:: Data shown ::
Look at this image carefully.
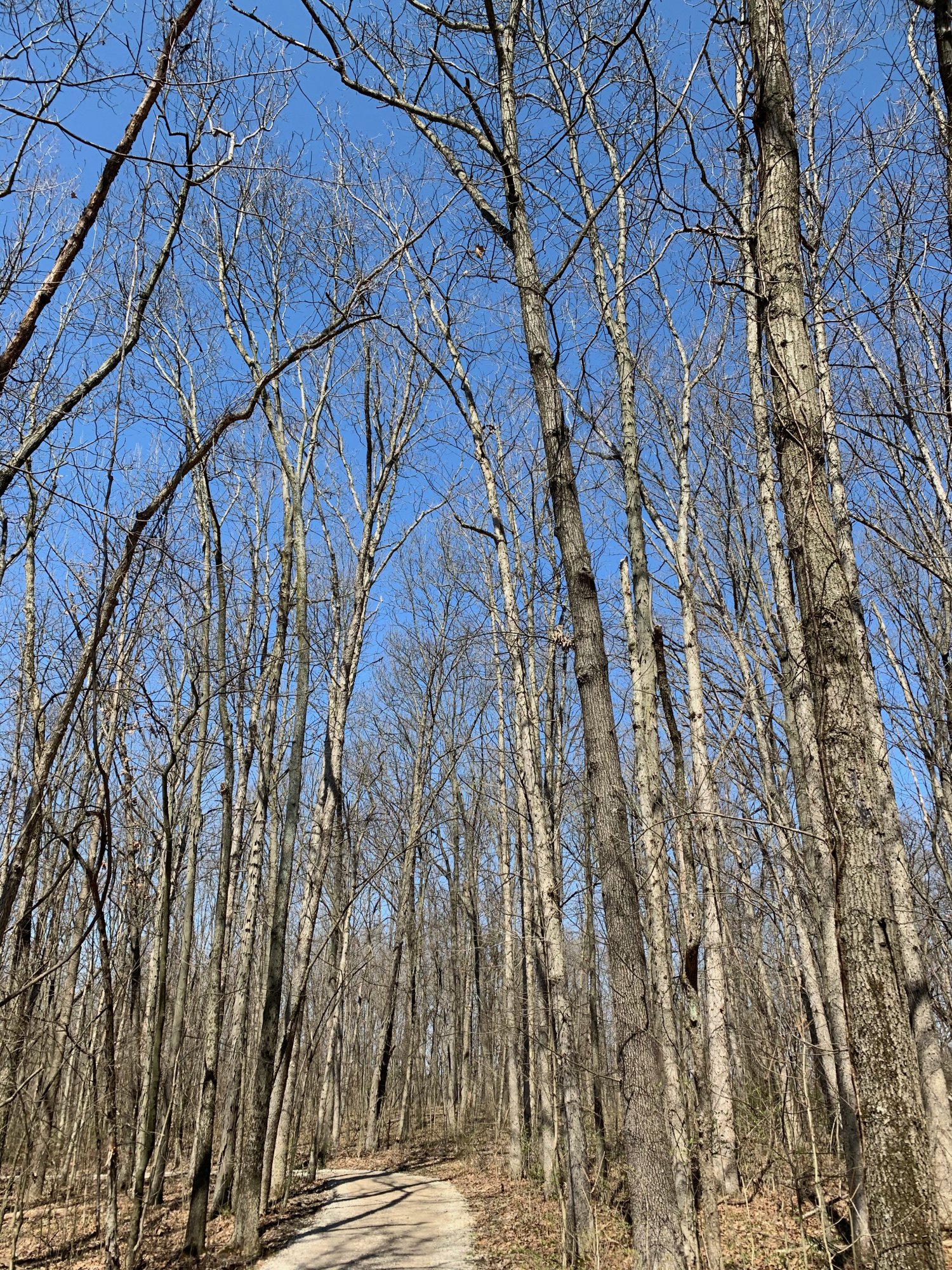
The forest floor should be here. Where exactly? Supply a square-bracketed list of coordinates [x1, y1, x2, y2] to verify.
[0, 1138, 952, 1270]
--
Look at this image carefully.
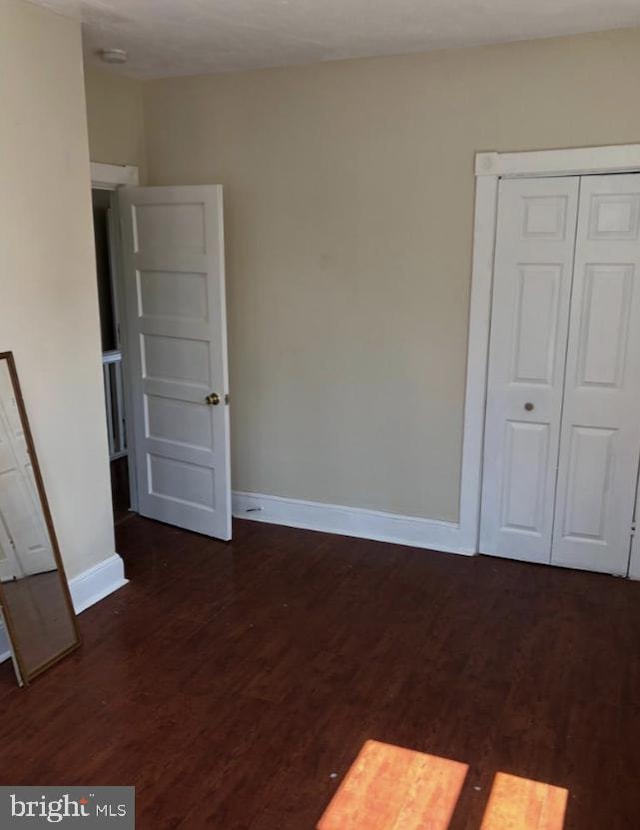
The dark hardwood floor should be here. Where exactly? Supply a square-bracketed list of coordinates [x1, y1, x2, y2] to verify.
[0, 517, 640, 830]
==
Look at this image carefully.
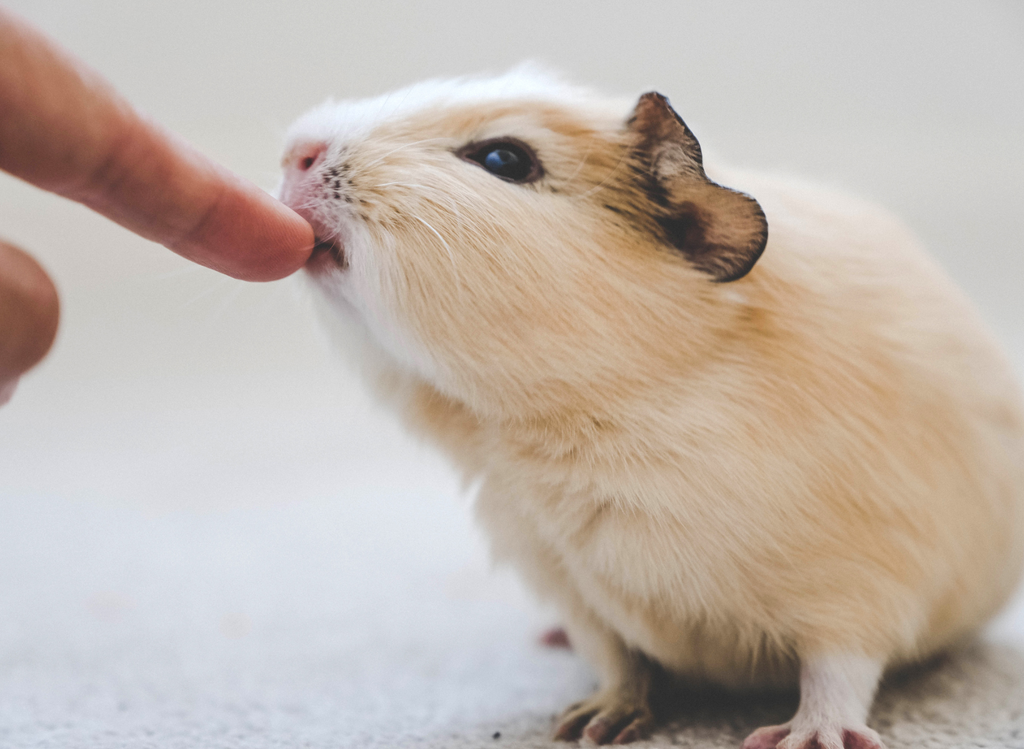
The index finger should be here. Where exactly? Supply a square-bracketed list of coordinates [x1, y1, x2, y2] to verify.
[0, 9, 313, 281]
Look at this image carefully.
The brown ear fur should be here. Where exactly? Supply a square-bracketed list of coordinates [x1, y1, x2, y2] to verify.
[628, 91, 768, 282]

:: What is required ::
Pull out every line of the material above that contains the string "verify", matching its case exactly.

:: Complete response ::
The forest floor should be here. Where exactly? Supply a square-bracketed list of coordinates [x1, y1, x2, y2] to verify.
The dark hardwood floor should be here. Where exactly? Supply a square-bracketed list of coordinates [x1, y1, x2, y2] to verify.
The index finger should be here. Where exactly? Supply a square-bracketed list of coordinates [x1, y1, x2, y2] to verify.
The brown ear fur should be here. Where exactly? Supply a square-bracketed list of coordinates [x1, y1, x2, y2] to verify.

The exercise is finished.